What you return must match the records character for character.

=== RECORDS FOR THE TASK ===
[Start of section]

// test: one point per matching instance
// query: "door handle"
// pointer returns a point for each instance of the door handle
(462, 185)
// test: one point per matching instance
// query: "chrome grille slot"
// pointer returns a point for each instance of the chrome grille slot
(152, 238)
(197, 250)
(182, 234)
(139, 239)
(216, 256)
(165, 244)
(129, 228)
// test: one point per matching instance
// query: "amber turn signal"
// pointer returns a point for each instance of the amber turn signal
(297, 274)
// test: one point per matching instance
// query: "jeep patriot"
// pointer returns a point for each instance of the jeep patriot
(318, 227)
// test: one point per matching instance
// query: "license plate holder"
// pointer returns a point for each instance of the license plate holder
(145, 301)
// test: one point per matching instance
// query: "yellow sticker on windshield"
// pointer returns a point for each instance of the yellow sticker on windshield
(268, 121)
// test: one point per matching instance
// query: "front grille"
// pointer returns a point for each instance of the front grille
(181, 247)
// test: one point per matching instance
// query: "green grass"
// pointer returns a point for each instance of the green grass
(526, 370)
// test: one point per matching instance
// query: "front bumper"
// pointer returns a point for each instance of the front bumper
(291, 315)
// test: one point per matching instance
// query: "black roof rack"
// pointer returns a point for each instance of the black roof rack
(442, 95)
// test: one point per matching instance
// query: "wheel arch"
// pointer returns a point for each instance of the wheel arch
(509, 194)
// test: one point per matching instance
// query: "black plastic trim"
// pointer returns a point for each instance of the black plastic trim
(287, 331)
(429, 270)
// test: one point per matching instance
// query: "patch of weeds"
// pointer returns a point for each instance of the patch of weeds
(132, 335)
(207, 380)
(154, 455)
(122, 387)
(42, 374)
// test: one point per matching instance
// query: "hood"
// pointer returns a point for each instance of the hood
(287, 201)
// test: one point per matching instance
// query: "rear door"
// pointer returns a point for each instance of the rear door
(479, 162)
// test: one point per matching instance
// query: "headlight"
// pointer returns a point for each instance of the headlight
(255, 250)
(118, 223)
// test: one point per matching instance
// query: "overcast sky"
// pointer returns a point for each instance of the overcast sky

[End of section]

=== OUTPUT OF THE TASK ===
// test: one point per matching instance
// query: "door handle"
// pointer returns a point for each instance of the door handle
(462, 185)
// test: one point per matching instance
// query: "chrome grille slot"
// pointer returns a point for each instance of the chrome grille slot
(152, 238)
(197, 250)
(182, 234)
(139, 239)
(216, 256)
(165, 244)
(129, 228)
// test: one point per matching instance
// query: "amber turn signal"
// pointer returns a point for each instance of the amber turn signal
(297, 274)
// test: one point per matching instance
// query: "jeep patriot"
// pointer returns a point for each instance of the jeep patriot
(318, 227)
// test: one point per matching instance
// query: "license plate holder"
// pointer returns a point for each instance of the license plate holder
(145, 301)
// test: one point per matching instance
// query: "yellow sticker on windshield"
// pointer returns a point for each instance of the yellow sticker on windshield
(268, 121)
// test: one point per matching instance
// query: "front grille"
// pointer returns a point for each instance of the front grille
(181, 247)
// test: one point per matching instance
// query: "green grass"
// pointer returns a point for each instance of the green grass
(526, 370)
// test: one point per matching instance
// query: "front bumper"
// pointer returns a point for each instance of the front bumper
(291, 315)
// test: one point per matching instance
// query: "black roof rack"
// pointer returns a point for each instance of the black roof rack
(442, 95)
// test: one point per matching instance
// query: "wheel arch"
// pointer returns a point for each instance of the wheel arch
(509, 194)
// test: one point per matching instance
// query: "black plastic trim"
// pointer returns a point for each instance of the black plastic trim
(287, 331)
(429, 270)
// test: one point per matching instance
// query: "patch of weeds"
// pointer returns a point for each instance of the patch of weeds
(132, 335)
(207, 380)
(154, 455)
(122, 387)
(42, 374)
// test: one point per matching instance
// query: "hood"
// pointer returns a point for each instance of the hood
(287, 201)
// test: one point per matching instance
// query: "rear door"
// pointer returns a point for each instance of the rear door
(479, 162)
// test: one point per matching instance
// query: "headlight"
// pointer returns a point for each instance of the headlight
(255, 250)
(118, 223)
// test: one point per matching instance
// query: "overcast sky"
// pointer returns a point for each instance of the overcast sky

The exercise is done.